▶ Collection entries
....
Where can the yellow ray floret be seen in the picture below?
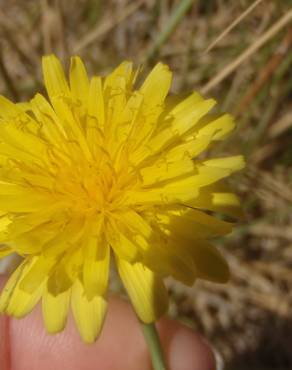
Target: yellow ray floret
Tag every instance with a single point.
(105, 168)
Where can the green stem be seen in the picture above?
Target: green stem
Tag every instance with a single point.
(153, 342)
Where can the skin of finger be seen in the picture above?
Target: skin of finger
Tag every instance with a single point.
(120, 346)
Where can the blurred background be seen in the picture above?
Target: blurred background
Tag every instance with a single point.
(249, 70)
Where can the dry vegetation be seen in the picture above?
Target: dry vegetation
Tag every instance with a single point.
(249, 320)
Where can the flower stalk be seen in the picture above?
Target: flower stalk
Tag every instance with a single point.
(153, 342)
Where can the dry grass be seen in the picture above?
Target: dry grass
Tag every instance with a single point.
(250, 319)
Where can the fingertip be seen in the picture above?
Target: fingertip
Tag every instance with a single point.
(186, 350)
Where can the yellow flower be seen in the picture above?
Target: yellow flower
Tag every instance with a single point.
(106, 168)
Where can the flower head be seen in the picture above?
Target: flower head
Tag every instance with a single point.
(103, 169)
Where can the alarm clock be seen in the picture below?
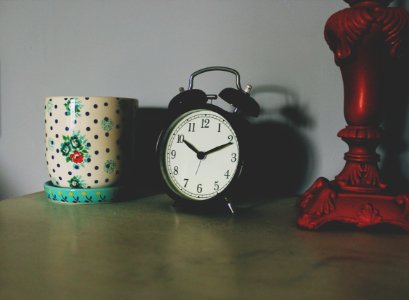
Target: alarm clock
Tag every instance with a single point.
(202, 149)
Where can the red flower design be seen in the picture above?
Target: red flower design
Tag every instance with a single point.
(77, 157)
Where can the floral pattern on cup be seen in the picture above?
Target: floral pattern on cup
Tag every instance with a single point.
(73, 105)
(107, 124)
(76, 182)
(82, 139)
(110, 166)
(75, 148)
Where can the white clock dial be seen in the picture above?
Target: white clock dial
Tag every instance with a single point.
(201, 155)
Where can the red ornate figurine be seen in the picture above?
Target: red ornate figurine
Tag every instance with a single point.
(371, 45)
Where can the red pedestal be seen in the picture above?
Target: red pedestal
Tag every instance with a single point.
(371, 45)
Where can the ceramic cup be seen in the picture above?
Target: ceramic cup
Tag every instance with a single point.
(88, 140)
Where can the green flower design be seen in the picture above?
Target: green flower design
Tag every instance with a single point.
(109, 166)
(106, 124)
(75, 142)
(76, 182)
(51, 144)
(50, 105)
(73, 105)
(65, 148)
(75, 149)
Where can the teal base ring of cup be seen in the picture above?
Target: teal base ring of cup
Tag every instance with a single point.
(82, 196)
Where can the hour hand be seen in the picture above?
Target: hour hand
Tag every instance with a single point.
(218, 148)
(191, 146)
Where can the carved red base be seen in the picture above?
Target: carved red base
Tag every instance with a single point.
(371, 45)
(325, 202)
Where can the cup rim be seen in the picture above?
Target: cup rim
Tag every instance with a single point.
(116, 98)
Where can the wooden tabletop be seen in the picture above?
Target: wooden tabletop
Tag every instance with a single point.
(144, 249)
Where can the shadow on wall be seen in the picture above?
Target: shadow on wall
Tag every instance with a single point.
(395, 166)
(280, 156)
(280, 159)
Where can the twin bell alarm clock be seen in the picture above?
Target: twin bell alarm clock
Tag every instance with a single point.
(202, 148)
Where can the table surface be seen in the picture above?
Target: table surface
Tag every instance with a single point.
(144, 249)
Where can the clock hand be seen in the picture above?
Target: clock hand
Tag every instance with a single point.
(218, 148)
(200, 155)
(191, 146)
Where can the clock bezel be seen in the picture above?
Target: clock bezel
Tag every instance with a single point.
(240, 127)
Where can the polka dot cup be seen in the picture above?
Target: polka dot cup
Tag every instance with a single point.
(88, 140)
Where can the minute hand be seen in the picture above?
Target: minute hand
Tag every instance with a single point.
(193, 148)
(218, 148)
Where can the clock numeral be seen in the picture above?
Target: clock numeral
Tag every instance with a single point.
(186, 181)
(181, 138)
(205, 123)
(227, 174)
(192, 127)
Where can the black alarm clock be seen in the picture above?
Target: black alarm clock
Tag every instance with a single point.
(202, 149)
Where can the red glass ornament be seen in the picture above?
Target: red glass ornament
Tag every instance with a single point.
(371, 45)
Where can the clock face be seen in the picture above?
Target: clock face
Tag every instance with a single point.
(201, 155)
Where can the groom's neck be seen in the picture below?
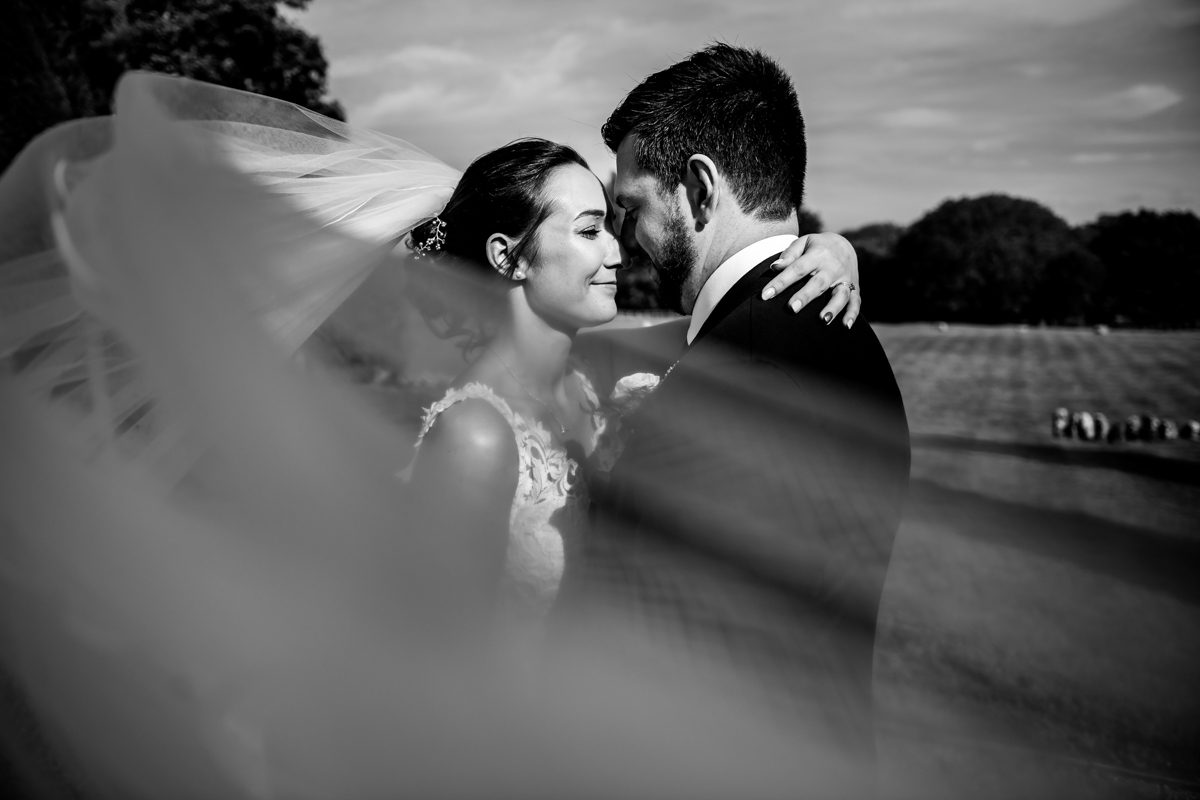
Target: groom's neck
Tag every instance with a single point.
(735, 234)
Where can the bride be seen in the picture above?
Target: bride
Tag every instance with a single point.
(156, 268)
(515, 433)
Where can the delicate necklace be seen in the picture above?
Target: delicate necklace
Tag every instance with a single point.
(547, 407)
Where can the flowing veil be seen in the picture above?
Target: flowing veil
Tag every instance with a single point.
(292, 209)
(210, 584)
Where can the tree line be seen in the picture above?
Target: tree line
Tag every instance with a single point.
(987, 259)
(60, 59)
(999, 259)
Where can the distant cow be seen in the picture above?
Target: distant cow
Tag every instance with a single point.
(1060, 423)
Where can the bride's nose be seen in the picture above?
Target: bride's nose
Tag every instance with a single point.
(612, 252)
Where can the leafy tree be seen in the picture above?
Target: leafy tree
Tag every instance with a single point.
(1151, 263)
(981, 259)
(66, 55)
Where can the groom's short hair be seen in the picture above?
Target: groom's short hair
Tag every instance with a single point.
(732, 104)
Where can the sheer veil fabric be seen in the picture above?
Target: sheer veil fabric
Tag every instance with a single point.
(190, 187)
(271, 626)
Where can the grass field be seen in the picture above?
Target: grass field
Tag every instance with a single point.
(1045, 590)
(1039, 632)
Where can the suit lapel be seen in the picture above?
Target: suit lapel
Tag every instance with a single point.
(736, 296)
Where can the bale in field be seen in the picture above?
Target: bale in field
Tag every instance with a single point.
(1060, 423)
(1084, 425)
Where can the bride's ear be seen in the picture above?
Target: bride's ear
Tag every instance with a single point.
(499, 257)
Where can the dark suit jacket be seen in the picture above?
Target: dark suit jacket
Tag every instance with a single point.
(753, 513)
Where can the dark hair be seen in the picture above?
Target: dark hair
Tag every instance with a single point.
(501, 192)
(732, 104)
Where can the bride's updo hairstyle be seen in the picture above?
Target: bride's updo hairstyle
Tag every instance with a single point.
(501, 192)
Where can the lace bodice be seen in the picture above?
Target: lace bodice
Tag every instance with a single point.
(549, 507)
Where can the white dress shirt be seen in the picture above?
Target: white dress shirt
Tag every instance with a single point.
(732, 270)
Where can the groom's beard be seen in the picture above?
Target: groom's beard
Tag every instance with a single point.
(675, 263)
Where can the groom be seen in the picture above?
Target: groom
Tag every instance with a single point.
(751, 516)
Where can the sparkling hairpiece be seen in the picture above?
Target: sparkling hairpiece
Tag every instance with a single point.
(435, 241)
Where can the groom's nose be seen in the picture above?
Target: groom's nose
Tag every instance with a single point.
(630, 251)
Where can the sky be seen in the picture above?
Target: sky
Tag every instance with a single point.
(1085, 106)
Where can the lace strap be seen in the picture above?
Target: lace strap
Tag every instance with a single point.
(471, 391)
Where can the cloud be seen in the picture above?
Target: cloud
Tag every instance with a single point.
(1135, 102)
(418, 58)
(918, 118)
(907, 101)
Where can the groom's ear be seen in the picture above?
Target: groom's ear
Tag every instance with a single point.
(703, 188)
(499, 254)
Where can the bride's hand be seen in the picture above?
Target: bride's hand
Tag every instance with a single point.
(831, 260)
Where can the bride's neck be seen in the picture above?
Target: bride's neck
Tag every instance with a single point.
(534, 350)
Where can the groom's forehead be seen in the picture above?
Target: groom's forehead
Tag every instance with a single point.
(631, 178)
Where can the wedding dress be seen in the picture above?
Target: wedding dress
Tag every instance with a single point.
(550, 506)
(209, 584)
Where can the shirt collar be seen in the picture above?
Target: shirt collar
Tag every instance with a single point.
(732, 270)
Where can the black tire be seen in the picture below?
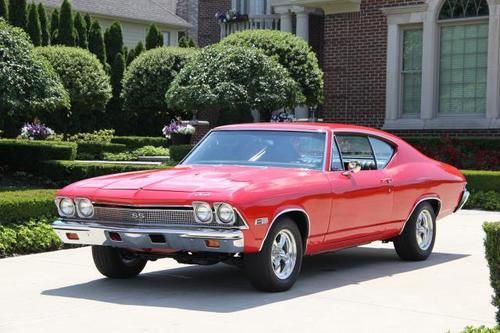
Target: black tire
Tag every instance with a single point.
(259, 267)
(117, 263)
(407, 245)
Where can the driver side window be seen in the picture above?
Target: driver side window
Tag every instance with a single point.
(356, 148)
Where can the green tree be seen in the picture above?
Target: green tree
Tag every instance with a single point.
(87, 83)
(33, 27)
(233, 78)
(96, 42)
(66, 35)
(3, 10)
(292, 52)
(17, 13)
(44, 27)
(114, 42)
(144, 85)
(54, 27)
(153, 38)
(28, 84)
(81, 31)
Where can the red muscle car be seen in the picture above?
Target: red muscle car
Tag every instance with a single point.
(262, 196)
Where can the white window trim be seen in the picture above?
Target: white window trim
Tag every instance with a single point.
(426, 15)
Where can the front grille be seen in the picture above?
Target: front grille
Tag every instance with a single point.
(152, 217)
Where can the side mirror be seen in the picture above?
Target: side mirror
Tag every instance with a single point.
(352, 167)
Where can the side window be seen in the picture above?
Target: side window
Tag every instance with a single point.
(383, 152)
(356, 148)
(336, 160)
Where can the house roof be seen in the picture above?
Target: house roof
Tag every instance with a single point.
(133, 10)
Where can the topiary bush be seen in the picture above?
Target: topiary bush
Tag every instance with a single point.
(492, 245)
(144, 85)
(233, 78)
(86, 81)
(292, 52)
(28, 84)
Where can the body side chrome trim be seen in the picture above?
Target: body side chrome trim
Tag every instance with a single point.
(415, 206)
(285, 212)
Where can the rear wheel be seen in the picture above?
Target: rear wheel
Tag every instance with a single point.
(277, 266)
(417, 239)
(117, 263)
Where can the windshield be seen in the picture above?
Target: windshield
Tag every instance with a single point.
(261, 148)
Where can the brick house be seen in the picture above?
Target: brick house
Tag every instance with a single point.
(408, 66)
....
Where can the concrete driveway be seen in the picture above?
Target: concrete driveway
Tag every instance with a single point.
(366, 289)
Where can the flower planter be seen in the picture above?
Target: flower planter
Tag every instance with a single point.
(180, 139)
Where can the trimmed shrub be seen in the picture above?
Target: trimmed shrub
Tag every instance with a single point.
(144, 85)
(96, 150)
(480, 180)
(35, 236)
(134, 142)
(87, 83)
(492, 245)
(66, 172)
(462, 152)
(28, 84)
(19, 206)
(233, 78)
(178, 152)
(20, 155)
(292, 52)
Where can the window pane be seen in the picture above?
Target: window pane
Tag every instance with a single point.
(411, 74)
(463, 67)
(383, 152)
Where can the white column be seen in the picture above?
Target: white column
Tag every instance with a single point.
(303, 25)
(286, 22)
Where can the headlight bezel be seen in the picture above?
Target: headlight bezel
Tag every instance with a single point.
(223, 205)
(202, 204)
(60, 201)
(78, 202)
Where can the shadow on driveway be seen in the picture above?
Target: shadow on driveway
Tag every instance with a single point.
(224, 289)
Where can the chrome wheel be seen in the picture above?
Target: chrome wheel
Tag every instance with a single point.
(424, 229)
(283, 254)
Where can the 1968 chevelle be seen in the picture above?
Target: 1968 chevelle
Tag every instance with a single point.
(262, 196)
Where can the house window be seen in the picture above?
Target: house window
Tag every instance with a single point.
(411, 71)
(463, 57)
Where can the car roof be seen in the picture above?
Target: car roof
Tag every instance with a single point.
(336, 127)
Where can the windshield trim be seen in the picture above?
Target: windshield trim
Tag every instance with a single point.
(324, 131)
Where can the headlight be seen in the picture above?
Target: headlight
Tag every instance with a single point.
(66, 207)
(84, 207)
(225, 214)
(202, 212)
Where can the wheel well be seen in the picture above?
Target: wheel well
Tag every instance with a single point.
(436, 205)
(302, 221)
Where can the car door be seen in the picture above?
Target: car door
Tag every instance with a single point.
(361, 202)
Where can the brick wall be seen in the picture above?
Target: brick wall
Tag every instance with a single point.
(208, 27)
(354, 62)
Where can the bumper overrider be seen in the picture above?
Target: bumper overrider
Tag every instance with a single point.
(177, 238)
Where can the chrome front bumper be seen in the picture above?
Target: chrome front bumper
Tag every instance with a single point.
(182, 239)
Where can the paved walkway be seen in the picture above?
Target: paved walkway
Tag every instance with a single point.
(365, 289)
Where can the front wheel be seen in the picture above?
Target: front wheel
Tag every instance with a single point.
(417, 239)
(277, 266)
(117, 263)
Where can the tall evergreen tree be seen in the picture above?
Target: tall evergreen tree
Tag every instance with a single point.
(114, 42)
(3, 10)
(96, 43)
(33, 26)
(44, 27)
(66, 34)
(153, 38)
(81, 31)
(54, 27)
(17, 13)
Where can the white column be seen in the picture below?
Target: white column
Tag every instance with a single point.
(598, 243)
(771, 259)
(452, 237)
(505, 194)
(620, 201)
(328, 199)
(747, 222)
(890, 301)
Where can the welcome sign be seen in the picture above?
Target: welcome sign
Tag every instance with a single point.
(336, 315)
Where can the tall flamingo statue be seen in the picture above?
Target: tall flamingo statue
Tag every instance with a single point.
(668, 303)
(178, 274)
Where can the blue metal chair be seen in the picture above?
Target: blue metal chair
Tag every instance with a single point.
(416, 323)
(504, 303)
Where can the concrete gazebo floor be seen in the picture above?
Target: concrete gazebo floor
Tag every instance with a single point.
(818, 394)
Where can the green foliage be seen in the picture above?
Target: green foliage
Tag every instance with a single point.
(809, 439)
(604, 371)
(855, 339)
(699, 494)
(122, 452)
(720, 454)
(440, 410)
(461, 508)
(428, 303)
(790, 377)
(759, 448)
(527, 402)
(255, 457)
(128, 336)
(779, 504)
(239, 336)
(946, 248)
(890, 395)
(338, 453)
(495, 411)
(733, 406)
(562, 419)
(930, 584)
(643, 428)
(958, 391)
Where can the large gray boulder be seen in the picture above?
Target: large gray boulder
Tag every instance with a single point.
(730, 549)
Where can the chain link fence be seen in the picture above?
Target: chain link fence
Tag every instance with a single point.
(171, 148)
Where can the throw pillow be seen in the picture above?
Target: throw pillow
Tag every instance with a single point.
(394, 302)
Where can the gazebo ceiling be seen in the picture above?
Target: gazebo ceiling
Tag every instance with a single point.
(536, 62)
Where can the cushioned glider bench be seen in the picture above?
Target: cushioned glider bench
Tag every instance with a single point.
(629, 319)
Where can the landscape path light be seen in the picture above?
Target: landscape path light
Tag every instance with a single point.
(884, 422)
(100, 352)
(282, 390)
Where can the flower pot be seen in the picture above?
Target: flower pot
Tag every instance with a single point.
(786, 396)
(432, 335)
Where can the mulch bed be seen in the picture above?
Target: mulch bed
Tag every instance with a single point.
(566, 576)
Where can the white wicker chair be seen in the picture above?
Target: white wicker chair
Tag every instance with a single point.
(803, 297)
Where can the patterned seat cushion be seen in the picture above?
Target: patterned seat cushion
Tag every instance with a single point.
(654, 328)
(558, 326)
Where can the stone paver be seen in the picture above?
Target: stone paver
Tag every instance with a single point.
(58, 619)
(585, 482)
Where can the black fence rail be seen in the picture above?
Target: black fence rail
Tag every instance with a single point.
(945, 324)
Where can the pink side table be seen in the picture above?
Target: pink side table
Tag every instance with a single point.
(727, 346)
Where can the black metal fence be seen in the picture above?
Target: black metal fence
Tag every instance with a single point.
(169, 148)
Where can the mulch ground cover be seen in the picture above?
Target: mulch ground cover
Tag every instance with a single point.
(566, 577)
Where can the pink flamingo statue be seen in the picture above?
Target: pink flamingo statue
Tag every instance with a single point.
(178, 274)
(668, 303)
....
▶ Task to complete
Every line above from the line with "Where can the concrete driveway" to the line with "Target: trimmed shrub" is wanted, ends included; write them out exactly and add no other line.

▶ Output of the exercise
Where can the concrete driveway be seen in the picture above?
Target: concrete driveway
Tag every instance with a single point.
(366, 289)
Where can the flower planter be seen in the picture above?
Target: flower planter
Tag every instance with a single point.
(180, 139)
Where can the trimmed shrub be seen in the picture above?
Target: trimmed shrub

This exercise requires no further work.